Task instructions
Before you finish, make sure each line of the records has been retyped exactly.

Items from a dataset:
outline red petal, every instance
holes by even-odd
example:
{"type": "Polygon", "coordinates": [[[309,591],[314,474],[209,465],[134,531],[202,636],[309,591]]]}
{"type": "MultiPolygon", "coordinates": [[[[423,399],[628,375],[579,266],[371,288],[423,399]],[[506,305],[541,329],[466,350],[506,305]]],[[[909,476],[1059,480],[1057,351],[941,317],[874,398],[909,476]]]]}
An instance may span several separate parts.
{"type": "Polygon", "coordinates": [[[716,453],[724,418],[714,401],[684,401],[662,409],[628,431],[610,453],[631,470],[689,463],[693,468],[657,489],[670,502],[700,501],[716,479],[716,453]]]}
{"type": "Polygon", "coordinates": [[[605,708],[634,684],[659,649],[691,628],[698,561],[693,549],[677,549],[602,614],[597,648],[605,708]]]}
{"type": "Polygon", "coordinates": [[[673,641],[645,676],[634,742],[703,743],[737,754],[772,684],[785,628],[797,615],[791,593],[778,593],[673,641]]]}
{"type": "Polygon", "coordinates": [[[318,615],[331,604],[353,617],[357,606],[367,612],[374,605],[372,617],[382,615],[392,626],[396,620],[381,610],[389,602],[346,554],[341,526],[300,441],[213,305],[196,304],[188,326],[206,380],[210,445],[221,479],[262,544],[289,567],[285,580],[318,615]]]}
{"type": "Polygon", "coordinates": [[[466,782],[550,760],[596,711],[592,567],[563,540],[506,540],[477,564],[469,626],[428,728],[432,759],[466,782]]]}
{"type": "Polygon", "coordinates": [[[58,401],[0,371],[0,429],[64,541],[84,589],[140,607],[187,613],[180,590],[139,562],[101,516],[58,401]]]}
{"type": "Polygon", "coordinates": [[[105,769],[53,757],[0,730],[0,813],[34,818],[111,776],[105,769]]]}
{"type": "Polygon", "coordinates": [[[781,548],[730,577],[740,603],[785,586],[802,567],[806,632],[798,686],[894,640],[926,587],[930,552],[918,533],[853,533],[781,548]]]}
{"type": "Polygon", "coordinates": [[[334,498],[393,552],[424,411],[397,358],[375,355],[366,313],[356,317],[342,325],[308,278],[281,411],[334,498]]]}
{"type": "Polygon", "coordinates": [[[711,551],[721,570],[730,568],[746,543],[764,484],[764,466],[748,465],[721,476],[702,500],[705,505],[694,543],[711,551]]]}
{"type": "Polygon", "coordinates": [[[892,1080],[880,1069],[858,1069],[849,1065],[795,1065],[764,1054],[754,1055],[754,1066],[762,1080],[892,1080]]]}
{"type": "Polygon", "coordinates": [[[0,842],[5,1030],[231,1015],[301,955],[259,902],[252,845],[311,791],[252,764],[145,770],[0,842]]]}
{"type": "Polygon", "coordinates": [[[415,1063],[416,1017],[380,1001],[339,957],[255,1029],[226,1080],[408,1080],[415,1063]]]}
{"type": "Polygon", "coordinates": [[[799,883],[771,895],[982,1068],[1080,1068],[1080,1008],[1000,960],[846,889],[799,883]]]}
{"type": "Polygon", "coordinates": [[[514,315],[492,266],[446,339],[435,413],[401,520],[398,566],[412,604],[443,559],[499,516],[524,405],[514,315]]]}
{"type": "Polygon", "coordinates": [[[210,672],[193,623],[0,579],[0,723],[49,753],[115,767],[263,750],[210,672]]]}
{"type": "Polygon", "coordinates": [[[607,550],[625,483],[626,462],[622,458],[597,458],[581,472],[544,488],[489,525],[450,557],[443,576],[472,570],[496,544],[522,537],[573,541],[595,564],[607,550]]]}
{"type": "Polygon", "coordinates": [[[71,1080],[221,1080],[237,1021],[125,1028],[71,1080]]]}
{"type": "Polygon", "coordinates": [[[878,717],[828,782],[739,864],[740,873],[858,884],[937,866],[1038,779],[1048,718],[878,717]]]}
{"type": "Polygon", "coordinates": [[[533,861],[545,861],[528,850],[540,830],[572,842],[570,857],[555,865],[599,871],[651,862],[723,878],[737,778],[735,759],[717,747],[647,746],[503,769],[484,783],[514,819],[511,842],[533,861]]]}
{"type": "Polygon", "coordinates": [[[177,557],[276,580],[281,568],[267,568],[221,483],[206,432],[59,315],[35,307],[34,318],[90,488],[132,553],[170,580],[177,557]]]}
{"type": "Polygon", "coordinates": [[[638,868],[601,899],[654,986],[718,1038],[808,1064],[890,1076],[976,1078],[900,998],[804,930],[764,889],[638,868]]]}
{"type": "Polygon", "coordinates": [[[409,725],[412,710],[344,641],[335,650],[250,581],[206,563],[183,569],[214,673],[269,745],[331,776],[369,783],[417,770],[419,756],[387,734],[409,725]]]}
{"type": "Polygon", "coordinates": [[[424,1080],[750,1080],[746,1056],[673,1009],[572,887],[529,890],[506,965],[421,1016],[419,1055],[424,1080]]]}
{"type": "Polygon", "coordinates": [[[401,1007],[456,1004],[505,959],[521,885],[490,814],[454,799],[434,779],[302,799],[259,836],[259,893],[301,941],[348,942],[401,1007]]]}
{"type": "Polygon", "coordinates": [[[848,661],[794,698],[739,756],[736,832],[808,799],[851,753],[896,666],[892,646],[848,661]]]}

Output of the exercise
outline red petal, every instance
holes by even-odd
example:
{"type": "Polygon", "coordinates": [[[309,591],[314,474],[209,465],[134,531],[202,636],[309,591]]]}
{"type": "MultiPolygon", "coordinates": [[[[423,399],[628,375],[579,266],[371,288],[423,399]],[[506,305],[541,329],[466,350],[506,305]]],[[[909,476],[1059,480],[1057,351],[941,317],[874,398],[909,476]]]]}
An instance may span several separate parts.
{"type": "Polygon", "coordinates": [[[716,453],[724,418],[714,401],[684,401],[662,409],[628,431],[610,453],[631,470],[689,463],[693,468],[657,489],[670,502],[700,501],[716,479],[716,453]]]}
{"type": "Polygon", "coordinates": [[[605,708],[634,684],[659,649],[691,628],[698,561],[693,549],[677,549],[602,614],[597,648],[605,708]]]}
{"type": "Polygon", "coordinates": [[[673,641],[645,676],[634,742],[703,743],[737,754],[772,684],[785,628],[797,615],[791,593],[778,593],[673,641]]]}
{"type": "Polygon", "coordinates": [[[318,615],[331,604],[353,617],[357,606],[367,612],[374,605],[372,617],[382,615],[392,626],[396,620],[381,610],[389,602],[346,554],[341,526],[300,441],[213,305],[196,304],[188,326],[206,380],[210,445],[221,479],[262,544],[289,567],[285,580],[318,615]]]}
{"type": "Polygon", "coordinates": [[[466,782],[550,760],[596,711],[592,567],[563,540],[506,540],[477,564],[469,626],[428,728],[432,759],[466,782]]]}
{"type": "Polygon", "coordinates": [[[58,401],[0,371],[0,429],[64,541],[84,589],[140,607],[187,613],[180,590],[139,562],[101,516],[58,401]]]}
{"type": "Polygon", "coordinates": [[[105,769],[53,757],[0,730],[0,813],[34,818],[111,776],[105,769]]]}
{"type": "Polygon", "coordinates": [[[781,548],[730,577],[740,603],[785,586],[802,567],[806,632],[798,686],[894,640],[926,587],[930,552],[918,533],[853,533],[781,548]]]}
{"type": "Polygon", "coordinates": [[[334,498],[393,552],[424,411],[397,358],[375,355],[366,313],[356,317],[342,325],[308,278],[281,411],[334,498]]]}
{"type": "Polygon", "coordinates": [[[711,551],[721,570],[730,568],[746,543],[764,484],[764,466],[748,465],[721,476],[702,500],[705,505],[694,543],[711,551]]]}
{"type": "Polygon", "coordinates": [[[892,1080],[880,1069],[858,1069],[849,1065],[795,1065],[764,1054],[754,1055],[754,1066],[762,1080],[892,1080]]]}
{"type": "Polygon", "coordinates": [[[0,842],[5,1030],[231,1015],[301,955],[259,902],[252,845],[311,791],[252,764],[145,770],[0,842]]]}
{"type": "Polygon", "coordinates": [[[415,1063],[416,1017],[380,1001],[339,957],[255,1029],[226,1080],[408,1080],[415,1063]]]}
{"type": "Polygon", "coordinates": [[[799,883],[771,895],[982,1068],[1080,1068],[1080,1008],[1000,960],[846,889],[799,883]]]}
{"type": "Polygon", "coordinates": [[[514,315],[492,266],[446,339],[435,413],[401,520],[398,566],[412,604],[443,559],[499,516],[524,405],[514,315]]]}
{"type": "Polygon", "coordinates": [[[210,672],[193,623],[0,579],[0,723],[49,753],[115,767],[263,750],[210,672]]]}
{"type": "Polygon", "coordinates": [[[607,550],[625,483],[626,462],[622,458],[597,458],[581,472],[544,488],[489,525],[450,557],[443,576],[472,570],[496,544],[522,537],[573,541],[595,564],[607,550]]]}
{"type": "Polygon", "coordinates": [[[71,1080],[221,1080],[237,1021],[125,1028],[71,1080]]]}
{"type": "Polygon", "coordinates": [[[878,717],[828,782],[739,864],[740,873],[858,884],[937,866],[1038,779],[1048,718],[878,717]]]}
{"type": "Polygon", "coordinates": [[[533,861],[545,861],[528,850],[540,830],[572,842],[570,857],[555,865],[599,871],[651,862],[723,878],[737,778],[735,759],[717,747],[647,746],[503,769],[484,783],[514,819],[511,842],[533,861]]]}
{"type": "Polygon", "coordinates": [[[177,557],[276,580],[281,568],[267,568],[221,483],[206,432],[59,315],[35,307],[34,318],[90,488],[132,553],[170,580],[177,557]]]}
{"type": "Polygon", "coordinates": [[[638,868],[601,899],[654,986],[718,1038],[808,1064],[890,1076],[976,1078],[900,998],[804,930],[764,889],[638,868]]]}
{"type": "Polygon", "coordinates": [[[409,725],[412,710],[344,641],[335,650],[250,581],[206,563],[183,569],[214,673],[269,745],[331,776],[369,783],[417,770],[419,756],[387,734],[409,725]]]}
{"type": "Polygon", "coordinates": [[[424,1080],[750,1080],[746,1056],[673,1009],[572,887],[529,890],[506,965],[421,1016],[419,1055],[424,1080]]]}
{"type": "Polygon", "coordinates": [[[401,1007],[456,1004],[505,959],[521,885],[490,814],[454,799],[434,779],[302,799],[259,836],[259,893],[301,941],[348,942],[401,1007]]]}
{"type": "Polygon", "coordinates": [[[848,661],[794,698],[739,756],[736,832],[808,799],[851,753],[896,666],[892,646],[848,661]]]}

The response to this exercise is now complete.